- **COMPITI PROPOSTI**
• A. Stabilisci se ciascuna affermazione concorda con il brano su «Per un pugno di dollari», rispondendo sì o no e citando alla lettera le parole del testo che lo decidono: (i) i film di Leone sono descritti come pienamente realistici; (ii) nel film la violenza viene in parte nascosta allo spettatore; (iii) "Sierra Charriba" di Peckinpah è indicato come un'opera altrettanto seminale.
• B. Traduci in inglese questa frase del brano su «Per un pugno di dollari»: «La violenza è repentina, inesorabile, si spara, si uccide, si tortura, non viene nascosto nulla.»
• C. Riporta senza modifiche il brano su «Per un pugno di dollari» da "Si tratta a" giù fino a "è un'altra storia...)".

- **BRANO DA LEGGERE**

E soprattutto è una vita dominata dalla violenza. Finalmente e con una forza ancora inedita allora nel genere, in "Per un pugno di dollari" esplode la violenza necessaria quando si descrive un mondo di frontiera dominato dalla forza bruta e dai colpi di proiettile. Morti, sangue e dolore, ferite e sporcizia, al di là delle possibilità date dagli scarsi mezzi a disposizione, nulla di tutto questo è lesinato.
La violenza è repentina, inesorabile, si spara, si uccide, si tortura, non viene nascosto nulla. "Per un pugno di dollari" inaugura un nuovo standard nell'espressione della violenza nel cinema western, ne alza di molto la soglia e apre nuove strade percorse da molti con sempre maggior coraggio (al pari dell'altrettanto seminale Peckinpah di "Sierra Charriba" per la parte autoctona della rivoluzione del genere).
Si tratta a mio avviso di un grande merito, quello di aver riportato la vita del "selvaggio west" mostrata sul grande schermo ad una dimensione più cruda e quindi più verosimile ed aderente alla realtà, più cinica e carnale, più umana nel bene e soprattutto nel male.
Tuttavia sarebbe sbagliato limitare i film di Leone, da questo in poi, individuandoli come film basati su uno spiccato "realismo"; i film di Leone non sono affatto realistici, a conti fatti. Hanno aspetti maggiormente realistici mescolati però ad artifici estetici, di regia, di montaggio e altro ancora che ne rafforzano la componente spettacolare ed anti-realistica (un discorso non dissimile si può fare anche con Peckinpah seppur con stili del tutto differenti, ma è un'altra storia...)

- **VOCI DEL DATASET**
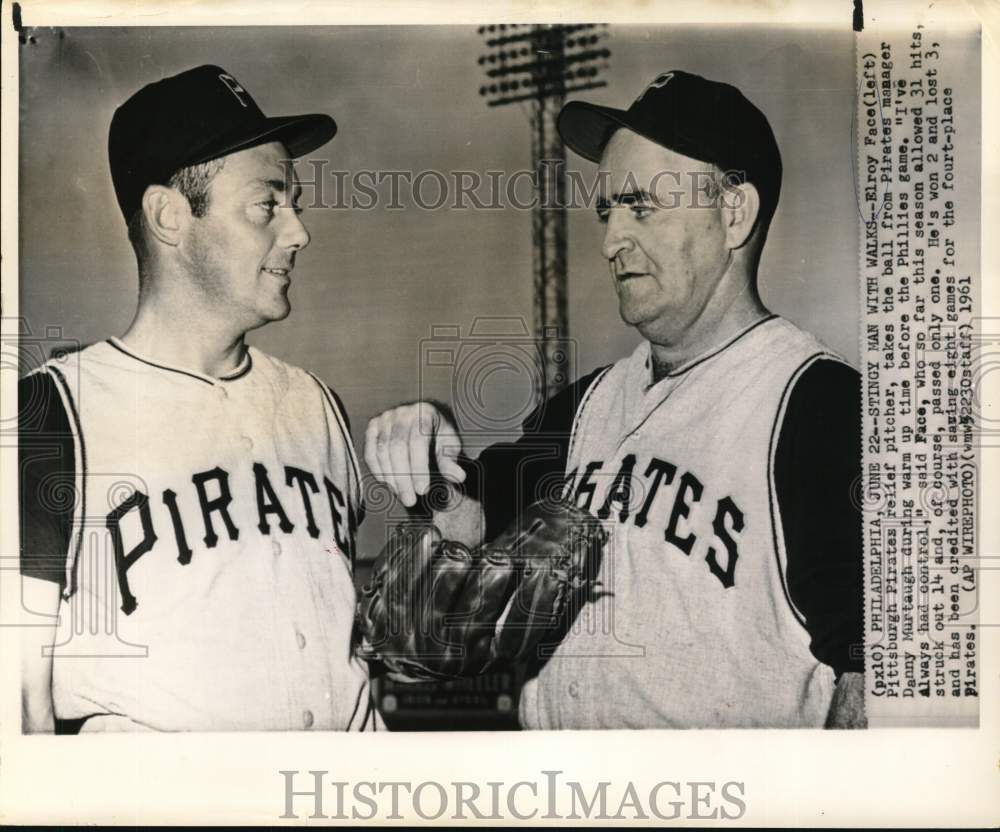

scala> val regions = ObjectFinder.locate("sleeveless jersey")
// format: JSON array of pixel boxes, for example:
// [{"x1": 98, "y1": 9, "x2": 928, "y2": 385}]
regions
[
  {"x1": 33, "y1": 339, "x2": 377, "y2": 731},
  {"x1": 520, "y1": 317, "x2": 837, "y2": 728}
]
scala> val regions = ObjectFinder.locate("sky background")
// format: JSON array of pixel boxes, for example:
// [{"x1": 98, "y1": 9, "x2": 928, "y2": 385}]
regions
[{"x1": 19, "y1": 26, "x2": 858, "y2": 555}]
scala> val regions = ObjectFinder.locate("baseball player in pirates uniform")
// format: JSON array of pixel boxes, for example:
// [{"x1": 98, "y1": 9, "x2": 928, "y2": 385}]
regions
[
  {"x1": 365, "y1": 71, "x2": 864, "y2": 728},
  {"x1": 19, "y1": 66, "x2": 377, "y2": 732}
]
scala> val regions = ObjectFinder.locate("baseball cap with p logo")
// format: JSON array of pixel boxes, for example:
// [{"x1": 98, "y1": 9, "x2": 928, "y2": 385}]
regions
[
  {"x1": 108, "y1": 65, "x2": 337, "y2": 222},
  {"x1": 556, "y1": 69, "x2": 782, "y2": 221}
]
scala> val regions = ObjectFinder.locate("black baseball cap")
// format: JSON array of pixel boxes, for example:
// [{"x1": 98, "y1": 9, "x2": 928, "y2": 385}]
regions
[
  {"x1": 556, "y1": 69, "x2": 781, "y2": 220},
  {"x1": 108, "y1": 65, "x2": 337, "y2": 221}
]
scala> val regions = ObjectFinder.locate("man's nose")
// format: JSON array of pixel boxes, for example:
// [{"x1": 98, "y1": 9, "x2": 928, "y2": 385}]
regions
[
  {"x1": 601, "y1": 208, "x2": 632, "y2": 260},
  {"x1": 278, "y1": 211, "x2": 311, "y2": 251}
]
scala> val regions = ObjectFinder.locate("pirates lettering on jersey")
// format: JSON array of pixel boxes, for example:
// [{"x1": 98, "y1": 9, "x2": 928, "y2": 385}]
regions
[
  {"x1": 564, "y1": 454, "x2": 746, "y2": 589},
  {"x1": 105, "y1": 462, "x2": 360, "y2": 615}
]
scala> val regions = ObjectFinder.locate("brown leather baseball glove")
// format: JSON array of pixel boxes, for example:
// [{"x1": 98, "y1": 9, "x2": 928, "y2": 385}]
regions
[{"x1": 357, "y1": 500, "x2": 607, "y2": 682}]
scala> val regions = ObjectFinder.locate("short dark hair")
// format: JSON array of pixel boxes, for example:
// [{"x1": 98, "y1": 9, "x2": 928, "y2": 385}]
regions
[{"x1": 128, "y1": 156, "x2": 226, "y2": 259}]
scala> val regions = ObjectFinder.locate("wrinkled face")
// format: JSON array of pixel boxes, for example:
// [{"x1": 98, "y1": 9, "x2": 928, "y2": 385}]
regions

- **SOLUZIONI PER COMPITO**
• A.
(i) No: «i film di Leone non sono affatto realistici, a conti fatti»
(ii) No: «non viene nascosto nulla»
(iii) Sì: «al pari dell'altrettanto seminale Peckinpah di "Sierra Charriba"»

• B. The violence is sudden and relentless: people shoot, kill and torture, and nothing is hidden.

• C.
Si tratta a mio avviso di un grande merito, quello di aver riportato la vita del "selvaggio west" mostrata sul grande schermo ad una dimensione più cruda e quindi più verosimile ed aderente alla realtà, più cinica e carnale, più umana nel bene e soprattutto nel male.
Tuttavia sarebbe sbagliato limitare i film di Leone, da questo in poi, individuandoli come film basati su uno spiccato "realismo"; i film di Leone non sono affatto realistici, a conti fatti. Hanno aspetti maggiormente realistici mescolati però ad artifici estetici, di regia, di montaggio e altro ancora che ne rafforzano la componente spettacolare ed anti-realistica (un discorso non dissimile si può fare anche con Peckinpah seppur con stili del tutto differenti, ma è un'altra storia...)